> GIVEN REQUEST
Write out all records as given; omit images.

> THE INPUT
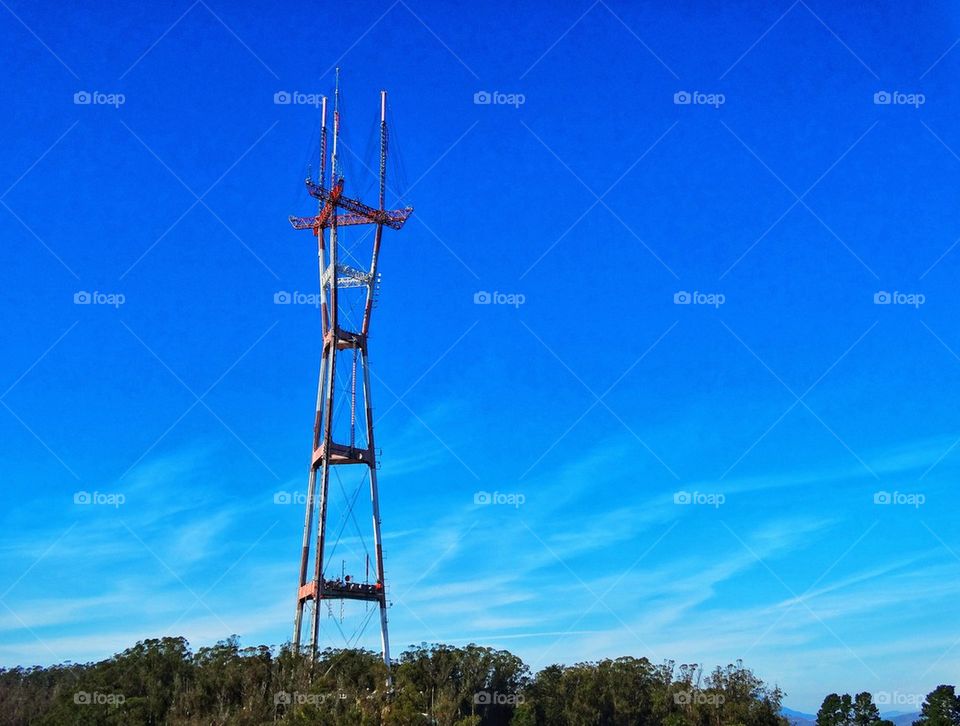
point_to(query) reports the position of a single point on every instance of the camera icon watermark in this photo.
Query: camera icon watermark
(288, 698)
(482, 297)
(284, 498)
(915, 299)
(682, 297)
(895, 698)
(98, 98)
(690, 698)
(714, 500)
(483, 499)
(698, 98)
(297, 98)
(494, 698)
(897, 98)
(94, 698)
(115, 299)
(496, 98)
(884, 498)
(282, 297)
(84, 498)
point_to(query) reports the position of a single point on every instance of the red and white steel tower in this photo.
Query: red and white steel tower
(347, 294)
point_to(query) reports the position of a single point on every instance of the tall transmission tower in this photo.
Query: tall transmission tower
(347, 296)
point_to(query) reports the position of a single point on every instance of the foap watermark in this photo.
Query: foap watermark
(882, 297)
(82, 297)
(98, 98)
(289, 497)
(712, 499)
(898, 98)
(297, 98)
(110, 499)
(290, 698)
(95, 698)
(282, 297)
(682, 297)
(482, 297)
(699, 698)
(495, 698)
(914, 499)
(497, 98)
(698, 98)
(895, 698)
(514, 499)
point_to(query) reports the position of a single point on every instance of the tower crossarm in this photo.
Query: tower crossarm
(393, 218)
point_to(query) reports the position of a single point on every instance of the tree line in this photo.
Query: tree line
(163, 681)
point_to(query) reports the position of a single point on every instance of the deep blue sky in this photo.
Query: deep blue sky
(798, 199)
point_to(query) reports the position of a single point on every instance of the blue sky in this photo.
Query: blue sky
(785, 398)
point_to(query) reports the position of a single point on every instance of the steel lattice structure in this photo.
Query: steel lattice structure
(332, 445)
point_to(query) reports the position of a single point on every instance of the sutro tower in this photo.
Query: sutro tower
(347, 296)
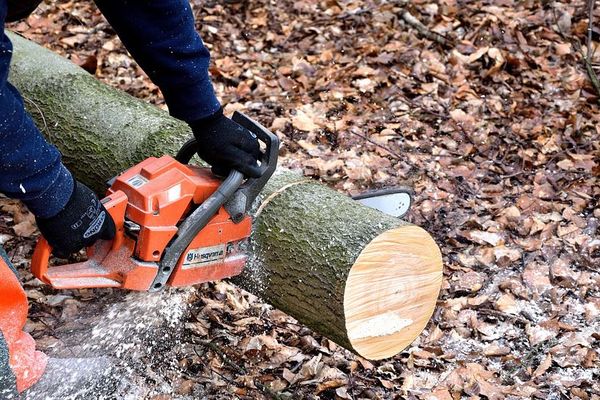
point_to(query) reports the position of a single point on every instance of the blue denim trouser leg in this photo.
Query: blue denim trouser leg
(8, 383)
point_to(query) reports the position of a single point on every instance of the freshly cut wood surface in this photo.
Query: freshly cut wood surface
(391, 291)
(314, 249)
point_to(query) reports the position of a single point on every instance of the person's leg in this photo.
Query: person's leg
(25, 364)
(8, 382)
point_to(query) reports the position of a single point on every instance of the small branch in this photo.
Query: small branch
(423, 30)
(587, 58)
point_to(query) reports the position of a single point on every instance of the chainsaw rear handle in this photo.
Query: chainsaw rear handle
(238, 204)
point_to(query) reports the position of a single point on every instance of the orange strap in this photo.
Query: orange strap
(27, 364)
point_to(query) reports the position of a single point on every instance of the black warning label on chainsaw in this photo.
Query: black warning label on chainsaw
(204, 256)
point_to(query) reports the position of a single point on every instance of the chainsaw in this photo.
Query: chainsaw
(176, 224)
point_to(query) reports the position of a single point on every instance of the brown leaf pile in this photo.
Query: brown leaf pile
(498, 130)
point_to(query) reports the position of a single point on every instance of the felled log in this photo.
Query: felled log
(365, 280)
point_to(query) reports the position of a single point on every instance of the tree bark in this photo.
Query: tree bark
(366, 280)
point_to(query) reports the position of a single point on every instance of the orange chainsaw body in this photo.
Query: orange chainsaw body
(147, 203)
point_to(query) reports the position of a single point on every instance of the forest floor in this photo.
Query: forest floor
(488, 112)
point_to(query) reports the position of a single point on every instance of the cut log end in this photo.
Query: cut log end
(391, 291)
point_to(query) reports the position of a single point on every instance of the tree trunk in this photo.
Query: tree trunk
(366, 280)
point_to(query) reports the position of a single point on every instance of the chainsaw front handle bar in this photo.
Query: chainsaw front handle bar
(241, 201)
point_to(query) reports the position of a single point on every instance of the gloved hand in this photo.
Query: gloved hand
(225, 145)
(82, 222)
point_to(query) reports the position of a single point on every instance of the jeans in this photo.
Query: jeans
(8, 383)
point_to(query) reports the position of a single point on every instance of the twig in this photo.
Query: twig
(587, 59)
(423, 30)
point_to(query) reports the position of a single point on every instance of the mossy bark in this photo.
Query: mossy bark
(99, 130)
(306, 236)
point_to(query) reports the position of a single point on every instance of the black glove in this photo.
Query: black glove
(82, 222)
(225, 145)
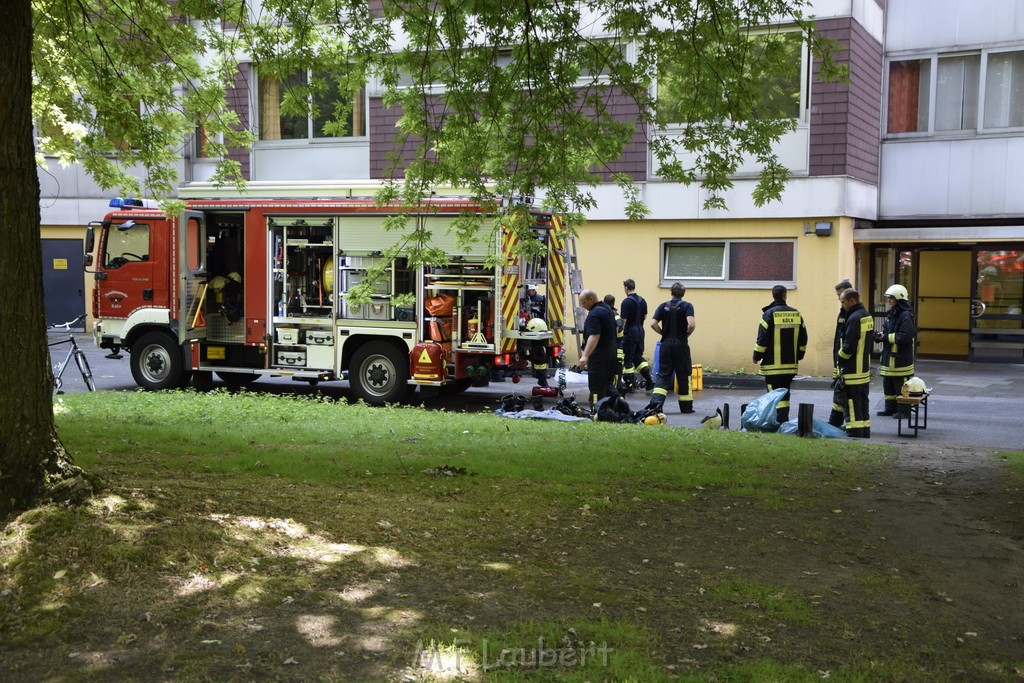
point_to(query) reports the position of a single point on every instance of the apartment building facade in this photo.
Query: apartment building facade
(851, 209)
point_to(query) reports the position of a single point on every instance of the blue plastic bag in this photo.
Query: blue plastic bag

> EXERCISE RESPONSE
point_to(query) reports the position of a single point on every instance of the camera icon watermark in this photo.
Query: camera icon watermark
(288, 698)
(482, 297)
(284, 498)
(915, 299)
(682, 297)
(895, 698)
(98, 98)
(690, 698)
(714, 500)
(483, 499)
(698, 98)
(297, 98)
(494, 698)
(897, 98)
(94, 698)
(115, 299)
(496, 98)
(884, 498)
(282, 297)
(84, 498)
point_to(query) reports the position of a single point on every instance of the red and white steel tower in this photo.
Query: red and white steel tower
(347, 294)
point_to(query) reports the position of a single point on every instance of the tall transmission tower in this photo.
Query: tall transmission tower
(347, 296)
point_to(query) reports the position of a single point on every instance of the foap watermark in this photo.
Query: foap watermark
(882, 297)
(82, 297)
(98, 98)
(289, 497)
(712, 499)
(898, 98)
(297, 98)
(110, 499)
(290, 698)
(95, 698)
(282, 297)
(682, 297)
(482, 297)
(699, 698)
(495, 698)
(914, 499)
(497, 98)
(698, 98)
(895, 698)
(514, 499)
point_to(query) reports the position of a single point on every instance of the tower crossarm in this photo.
Query: tower crossarm
(393, 218)
point_to(query) reports the position of a single point on every instance of the tree line in this photo.
Query: tree line
(163, 681)
point_to(query) reports the position of a single point on every instance of the deep blue sky in this photo.
Query: deep blue sky
(798, 199)
point_to(query) reports the position of a single point on every instance of the blue sky in this photo.
Query: blue sky
(785, 398)
point_to(query) reports the position of a single point on every instance of the steel lattice structure in this photo.
Query: steel lattice structure
(332, 445)
point_to(query) reports the position of a single point on every instance of the sutro tower in this photo.
Query: sutro tower
(347, 296)
point_to(query) reports the position of a single point on every instance of the blue denim trouser leg in this photo.
Query: blue denim trouser leg
(8, 383)
point_to(query) reports the position of a single point on every instance of the freshly cut wood surface in this photo.
Query: freshly cut wood surface
(391, 291)
(314, 249)
point_to(query) reports the position of a single point on every instance of the person's leg in this photo.
Query: person's leg
(25, 364)
(8, 382)
point_to(query) reports the position of a single point on every instance of the small branch in this photo.
Query: small branch
(423, 30)
(587, 58)
point_to(query) reports the position of a single point on every instance of the chainsaw rear handle in this photo.
Query: chainsaw rear handle
(238, 204)
point_to(query) reports the position of a single point on every instance of the orange strap in this photo.
Query: orange strap
(27, 364)
point_to(query) reports the position of a single point on every instance of the black warning label on chainsaw in this photo.
Query: black warning label on chainsaw
(204, 256)
point_to(query) reports the position of a single point on every instance of the chainsaw in this photo.
Query: chainsaw
(176, 224)
point_to(query) reports the position of a single point on every instance of the brown leaf pile in this photo.
Query: brown leaf pile
(498, 130)
point_to(query) reports the position of a single point on every instance of the felled log in this photo.
Query: felled log
(365, 280)
point_to(query) reports the position of a single point on every instance of the tree bark in this photo.
Query: tree bark
(366, 280)
point_to(query) reports the position of a single point on every instance of the orange chainsaw body in this photo.
Query: orange chainsaw body
(147, 203)
point_to(query) reports the position of a single point on every instance of the forest floor in this photo.
Query: forest floor
(488, 112)
point_to(query) reports the position of a single point on every instance of the cut log end in this photo.
Query: cut log end
(391, 291)
point_to(query) reports the position of a single point on every instance of the tree trunk in this photo.
Query: tree trunk
(366, 280)
point_to(query) reports the position of a single point on every instance of the chainsaw front handle bar in this photo.
Query: chainsaw front handle bar
(241, 201)
point_to(query) reports the position of a single point on every instance of the gloved hand in this photo.
Query: gloved hand
(225, 145)
(82, 222)
point_to(query) reports the position of a single point on every instance of the jeans in this photo.
Query: jeans
(8, 383)
point_to(query) reports the position of a single point on every instance of the twig in this photo.
Query: twig
(587, 59)
(423, 30)
point_to(query) reports the position of a single point on every instance of the mossy bark in this photo.
Query: mossy bark
(99, 130)
(306, 236)
point_to(query) reports the position of a single point on every instance of the black glove in this photo.
Query: black glove
(82, 222)
(225, 145)
point_to(query) reports the position of a single point on every instance of the apartment building facade in this photo.
Query: apartment building facade
(851, 209)
point_to(query) reports the position of a single point on every instance of the blue plastic bag in this photo.
Query: blue plastic bag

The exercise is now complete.